[Provided text]
Is NY-26 Really Just A Referendum On Medicare? The Mainstream Media Seems To Think So
It seems like everything is a referendum on something these days, but political parties have gotten into the habit of claiming individual races across the country are really these huge referendums on some big controversial policy. And I’m not sure that makes sense.
Many pundits have predicted that the new Republican plan for Medicare, as proposed by Rep. Paul Ryan, would be the deciding factor in today’s special election in New York’s 26th congressional district.
Talking Points Memo chose the headline “Win Or Lose, NY-26 Is An Ominous Blow To GOP’s Medicare Phaseout Plan,” while The Nation opted for “Will the Revolt Against the GOP’s Cuts Turn a Republican District to Democrat Kathy Hochul?”
The seat previously held by Rep. Christopher Lee (R- Craigslist) is up for grabs in a tight race pitting Democrat Kathy Hochul against Republican Jane Corwin. The race has also been shaken up by independent candidate Jack Davis, a businessman running on a Tea Party platform. Current polling gives Hochul a slight edge over Corwin heading into today’s election.
Corwin is one of the biggest Republican voices supporting Paul Ryan’s Medicare proposal, which would represent a significant overhaul of the current system, and Hochul has capitalized on this policy disagreement in a number of attack ads. Corwin shot back in an ad of her own, flipping the script and suggesting it is Hochul who would make unpopular cuts to entitlement programs.
House Majority Leader Eric Cantor argued yesterday against the referendum narrative. He told reporters that “[t]his race is about the fact that it’s a three-way race.” He believes the inclusion of Davis has made the race closer than it could have been with just the two major-party candidates. Cantor may be on to something, as the most recent polling has found the Tea Party candidate with over 10% of the vote, a margin that could hand an easy victory to Corwin if Davis was out of the running.
[/Provided text]
Work request » Continue the article on the NY-26 special election from the point where it ends, keeping its tone and style.
[Data]
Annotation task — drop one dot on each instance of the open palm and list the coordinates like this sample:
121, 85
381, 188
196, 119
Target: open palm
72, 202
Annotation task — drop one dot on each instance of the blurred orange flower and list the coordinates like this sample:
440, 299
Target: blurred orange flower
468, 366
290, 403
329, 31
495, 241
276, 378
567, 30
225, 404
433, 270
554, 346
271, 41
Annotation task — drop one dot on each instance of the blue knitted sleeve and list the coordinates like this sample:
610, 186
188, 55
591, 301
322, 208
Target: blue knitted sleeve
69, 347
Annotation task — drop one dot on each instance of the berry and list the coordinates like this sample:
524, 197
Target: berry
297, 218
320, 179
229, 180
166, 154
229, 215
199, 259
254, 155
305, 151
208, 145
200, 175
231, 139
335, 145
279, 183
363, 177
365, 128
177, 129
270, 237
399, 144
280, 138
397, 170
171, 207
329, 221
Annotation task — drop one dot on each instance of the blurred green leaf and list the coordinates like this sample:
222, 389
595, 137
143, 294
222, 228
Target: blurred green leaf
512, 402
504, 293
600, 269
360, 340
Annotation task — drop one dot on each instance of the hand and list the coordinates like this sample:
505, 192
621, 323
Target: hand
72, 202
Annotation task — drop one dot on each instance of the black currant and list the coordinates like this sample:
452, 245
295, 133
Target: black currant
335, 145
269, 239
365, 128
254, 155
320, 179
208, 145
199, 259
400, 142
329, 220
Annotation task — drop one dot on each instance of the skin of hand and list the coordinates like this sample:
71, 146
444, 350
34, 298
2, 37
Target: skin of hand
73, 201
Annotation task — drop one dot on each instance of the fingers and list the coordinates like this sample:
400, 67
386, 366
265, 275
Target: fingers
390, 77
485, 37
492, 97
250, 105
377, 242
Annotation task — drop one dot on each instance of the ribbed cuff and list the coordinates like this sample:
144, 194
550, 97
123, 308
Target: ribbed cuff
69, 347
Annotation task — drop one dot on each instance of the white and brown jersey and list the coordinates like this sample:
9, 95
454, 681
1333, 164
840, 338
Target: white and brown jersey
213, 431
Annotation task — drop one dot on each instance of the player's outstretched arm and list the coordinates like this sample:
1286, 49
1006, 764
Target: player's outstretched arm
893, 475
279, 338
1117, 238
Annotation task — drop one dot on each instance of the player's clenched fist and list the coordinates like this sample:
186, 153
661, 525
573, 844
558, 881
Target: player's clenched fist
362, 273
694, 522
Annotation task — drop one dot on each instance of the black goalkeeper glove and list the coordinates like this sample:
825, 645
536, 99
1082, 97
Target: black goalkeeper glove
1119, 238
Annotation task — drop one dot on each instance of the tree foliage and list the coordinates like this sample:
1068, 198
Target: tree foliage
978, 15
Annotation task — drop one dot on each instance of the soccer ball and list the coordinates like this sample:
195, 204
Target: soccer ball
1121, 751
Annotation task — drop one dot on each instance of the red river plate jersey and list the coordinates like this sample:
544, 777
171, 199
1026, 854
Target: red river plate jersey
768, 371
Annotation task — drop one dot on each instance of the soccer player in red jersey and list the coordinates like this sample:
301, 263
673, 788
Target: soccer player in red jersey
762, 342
[/Data]
Answer for this exercise »
Cantor then specifically addressed the Medicare plan and disputed its significance in the race:
“I do not think it can be seen as a signal as to the role of the budget reforms that we have proposed, including that in Medicare,” he said. “I know this town loves to take signals from individual races. I think the best signal you can take is the 63 seats that we picked up in November.”
Local races can be influenced by national issues, but such influence is often overstated. NY-23’s special election in 2009 (another three-way race) was branded as a referendum on President Obama. For those of you who don’t remember, that election ended with the Republican dropping out and endorsing the Democrat.
What’s important about local elections is that most voters look at issues specific to their communities first and foremost, before judging the candidates on national issues. In addition to addressing Medicare in her ads, Hochul also brought up her work as a “stop-the-tolls pioneer.” Corwin cited her small business experience in several ads to present her credentials for local job creation.
Those issues are just as relevant as Medicare, if not more so, to the voters in NY-26. A Siena poll [PDF] taken last Saturday asked voters which issue is most important to them. The result? An almost even split between Medicare, jobs, and the federal budget deficit, each polling around 20%. Those who cited Medicare overwhelmingly supported Hochul, budget-conscious voters sided with Corwin, and jobs voters split down the middle.
By tonight, we will (hopefully) know the winner of the special election. But by framing it as a one-issue campaign and sticking with that narrative, the media has given people an incomplete picture of the race and leaves out a number of other reasons why the election turned out the way it did.